Items listed in a dataset:
start
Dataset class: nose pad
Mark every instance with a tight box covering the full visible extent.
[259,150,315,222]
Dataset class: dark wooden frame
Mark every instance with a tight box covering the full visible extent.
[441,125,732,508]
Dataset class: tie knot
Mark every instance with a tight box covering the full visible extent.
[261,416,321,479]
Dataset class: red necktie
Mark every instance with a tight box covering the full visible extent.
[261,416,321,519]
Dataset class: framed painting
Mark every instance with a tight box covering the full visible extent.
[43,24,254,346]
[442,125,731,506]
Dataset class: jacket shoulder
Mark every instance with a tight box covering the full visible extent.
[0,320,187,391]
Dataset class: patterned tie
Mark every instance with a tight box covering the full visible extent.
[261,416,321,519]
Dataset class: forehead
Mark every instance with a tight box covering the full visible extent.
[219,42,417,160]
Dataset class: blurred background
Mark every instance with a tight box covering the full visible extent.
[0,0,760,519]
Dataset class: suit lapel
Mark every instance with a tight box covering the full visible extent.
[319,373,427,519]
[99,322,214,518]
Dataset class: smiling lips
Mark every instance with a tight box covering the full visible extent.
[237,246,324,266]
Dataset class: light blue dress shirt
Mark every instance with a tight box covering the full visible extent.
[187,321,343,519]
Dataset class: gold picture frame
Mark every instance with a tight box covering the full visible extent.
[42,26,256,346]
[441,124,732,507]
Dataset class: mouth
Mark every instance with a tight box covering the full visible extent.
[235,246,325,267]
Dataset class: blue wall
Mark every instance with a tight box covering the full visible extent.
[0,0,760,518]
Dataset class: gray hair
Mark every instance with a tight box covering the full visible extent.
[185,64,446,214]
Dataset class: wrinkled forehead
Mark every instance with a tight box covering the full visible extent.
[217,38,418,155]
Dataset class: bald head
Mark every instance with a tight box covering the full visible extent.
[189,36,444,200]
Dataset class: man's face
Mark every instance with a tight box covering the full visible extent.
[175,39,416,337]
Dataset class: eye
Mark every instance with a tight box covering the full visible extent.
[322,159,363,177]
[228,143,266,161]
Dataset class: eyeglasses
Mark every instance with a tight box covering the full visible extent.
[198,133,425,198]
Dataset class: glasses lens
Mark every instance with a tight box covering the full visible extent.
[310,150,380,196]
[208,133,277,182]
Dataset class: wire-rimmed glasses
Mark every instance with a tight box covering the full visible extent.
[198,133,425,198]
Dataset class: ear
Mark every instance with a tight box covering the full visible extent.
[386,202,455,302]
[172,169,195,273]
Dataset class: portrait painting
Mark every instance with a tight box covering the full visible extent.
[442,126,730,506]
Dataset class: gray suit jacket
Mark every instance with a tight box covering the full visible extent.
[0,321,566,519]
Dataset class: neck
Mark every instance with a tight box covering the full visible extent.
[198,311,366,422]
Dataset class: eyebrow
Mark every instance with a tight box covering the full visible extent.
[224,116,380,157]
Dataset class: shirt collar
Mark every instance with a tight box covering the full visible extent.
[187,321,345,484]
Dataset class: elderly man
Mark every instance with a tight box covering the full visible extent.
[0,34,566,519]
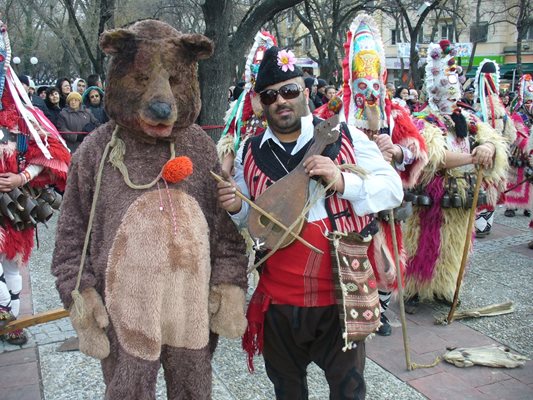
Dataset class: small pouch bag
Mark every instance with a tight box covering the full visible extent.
[329,232,381,351]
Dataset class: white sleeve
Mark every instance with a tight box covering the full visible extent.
[340,127,403,215]
[228,141,251,228]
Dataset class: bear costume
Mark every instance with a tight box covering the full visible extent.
[52,20,247,400]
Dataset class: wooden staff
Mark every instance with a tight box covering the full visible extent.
[0,308,69,335]
[209,171,324,254]
[447,168,483,324]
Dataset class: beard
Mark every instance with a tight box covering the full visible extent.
[263,95,309,135]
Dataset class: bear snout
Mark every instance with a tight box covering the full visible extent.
[148,101,172,120]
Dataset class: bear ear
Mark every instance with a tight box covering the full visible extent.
[180,34,214,60]
[100,29,135,55]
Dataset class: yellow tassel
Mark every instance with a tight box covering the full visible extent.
[71,289,85,320]
[339,164,368,179]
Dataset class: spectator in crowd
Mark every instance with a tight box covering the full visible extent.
[316,78,328,104]
[72,78,87,96]
[304,77,322,111]
[56,78,72,109]
[304,75,318,112]
[87,74,104,89]
[82,86,109,124]
[43,86,61,128]
[37,85,48,101]
[394,86,409,102]
[57,92,100,153]
[19,75,46,111]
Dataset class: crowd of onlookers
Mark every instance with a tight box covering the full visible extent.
end
## BRIEF
Rewrite the rows in the stretch from the line containing "Dataset class: suit lapel" through the line containing "[0,0,760,518]", keeping the requests, and shift every bounding-box coordinate in the answers up by 63. Give back only those lines.

## THE OUTPUT
Dataset class: suit lapel
Mark every instance with a tight box covering the full visible extent.
[382,436,490,582]
[162,385,277,581]
Dataset class: smiling lips
Mark every instance with a tight box covering the full visible extent.
[300,309,387,329]
Dataset class: light blue dress shirt
Mark every instance with a tight box covering the full visible extent.
[250,384,406,582]
Dataset class: gold picture frame
Mark every instance with a tight box covering the full visible extent.
[105,89,319,409]
[504,187,795,570]
Dataset class: mouth
Mark every instance with a tight box covering the full visible extent.
[298,309,388,330]
Dataset class: blue wall
Mark every instance with a tight box covering the full visible extent.
[63,63,823,581]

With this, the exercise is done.